**EXCERPTED PASSAGE:**
MSF campaigns to lower cost of pneumococcal shot to $5 per child in developing countries

Vaccination campaign, MSF

Vaccination campaign in Guinea | Photo by Ikram N’gadi/MSF

Two leading pharma companies are facing a campaign to reduce the cost of their vaccines to protect against pneumococcal infections, which kill around one million children a year.

The healthcare charity Médecins Sans Frontières (MSF) is demanding that Pfizer and GlaxoSmithKline (GSK) cut the price of their respective pneumococcal vaccines to $5 per child in developing nations in order to improve access to immunisation.

MSF’s call to action is a response to its new report on vaccines pricing The Right Shot: Bringing Down Barriers to Affordable and Adapted Vaccines, which is released to coincide with the Reach Every Child conference that will bring leading vaccine donors together in Berlin next week.

In the report MSF states that the introduction of new vaccines, including those against pneumococcal diseases, has meant the cost to fully immunise a child has increased dramatically in the past 14 years.

In 2001 it cost $0.67 to immunise a child against six diseases (tuberculosis, measles, diphtheria, tetanus, pertussis and poliomyelitis) while in 2014 it costs $32.09–45.59 to immunise a child against 12 diseases.

A major proportion of this increased spend is going towards pneumococcal vaccines, according to MSF, which claims that these vaccines account for 45% of the total cost to vaccinate a child today in the poorest countries.

The two leading vaccines in this area are Pfizer’s Prevenar 13 and GSK’s Synflorix, both of which are supplied to developing nations at a discount via the GAVI Alliance, a global organisation set up to improve access to immunisation.

**ENTRIES PROVIDED:**

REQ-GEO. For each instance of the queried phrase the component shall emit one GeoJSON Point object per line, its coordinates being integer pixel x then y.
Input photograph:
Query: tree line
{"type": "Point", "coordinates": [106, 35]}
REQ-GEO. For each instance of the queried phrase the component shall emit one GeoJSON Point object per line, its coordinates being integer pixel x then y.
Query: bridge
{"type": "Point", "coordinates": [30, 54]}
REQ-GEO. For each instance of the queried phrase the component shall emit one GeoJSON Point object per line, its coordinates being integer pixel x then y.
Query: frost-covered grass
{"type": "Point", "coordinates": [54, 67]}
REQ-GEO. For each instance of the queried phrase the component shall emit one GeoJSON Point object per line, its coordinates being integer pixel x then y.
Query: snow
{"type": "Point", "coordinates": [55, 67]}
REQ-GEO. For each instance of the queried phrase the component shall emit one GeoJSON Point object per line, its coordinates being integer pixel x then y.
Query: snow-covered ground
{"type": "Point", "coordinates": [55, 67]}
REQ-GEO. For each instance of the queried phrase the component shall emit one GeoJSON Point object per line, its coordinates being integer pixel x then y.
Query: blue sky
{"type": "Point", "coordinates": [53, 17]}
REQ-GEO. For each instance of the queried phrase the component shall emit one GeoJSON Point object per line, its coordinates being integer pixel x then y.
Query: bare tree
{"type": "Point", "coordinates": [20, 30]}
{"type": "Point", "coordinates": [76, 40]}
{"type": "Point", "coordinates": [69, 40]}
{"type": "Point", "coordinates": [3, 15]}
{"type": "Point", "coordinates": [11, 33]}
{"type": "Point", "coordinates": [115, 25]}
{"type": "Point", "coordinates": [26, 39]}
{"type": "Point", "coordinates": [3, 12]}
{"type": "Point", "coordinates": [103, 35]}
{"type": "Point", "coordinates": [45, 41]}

**EXERCISE TASKS:**
1. In the passage on MSF's pneumococcal vaccine campaign, what share of the total cost to vaccinate a child in the poorest countries does MSF say pneumococcal vaccines account for?
2. Extend the article on MSF's push for cheaper pneumococcal vaccines, starting right after its last sentence.

**ANSWERS FOR THIS EXERCISE:**
1. 45%

2.
However, donor support for many countries via the GAVI Alliance is set to end next year and MSF is calling on GSK and Pfizer to reduce the price of the vaccines which have collectively made more than $19bn in global sales since launch.

Rohit Malpani, director of policy and analysis for MSF’s Access Campaign, said: “We think it’s time for GSK and Pfizer to do their part to make vaccines more affordable for countries in the long term, because the discounts the companies are offering today are just not good enough.”

The price MSF has in mind is $5 per child, halving the $10 per child price that many countries will face once donor support is gone.

MSF also pointed out that it the vaccines cost more in some middle-income countries that don’t have access to donor support, such as Morocco ($63.70) and Tunisia ($67.30), than in developed nations such as France ($58.40).

Kate Elder, vaccines policy adviser for MSF’s Access Campaign, called for pharma companies to do more.

“We need to put public health before profit—life-saving vaccines for children shouldn’t be big business in poor countries,” she said.

“In one week, donors will gather in Berlin to pledge more money for vaccination, so we’re asking GSK and Pfizer to hurry up and cut the price of the pneumococcal vaccine before then.”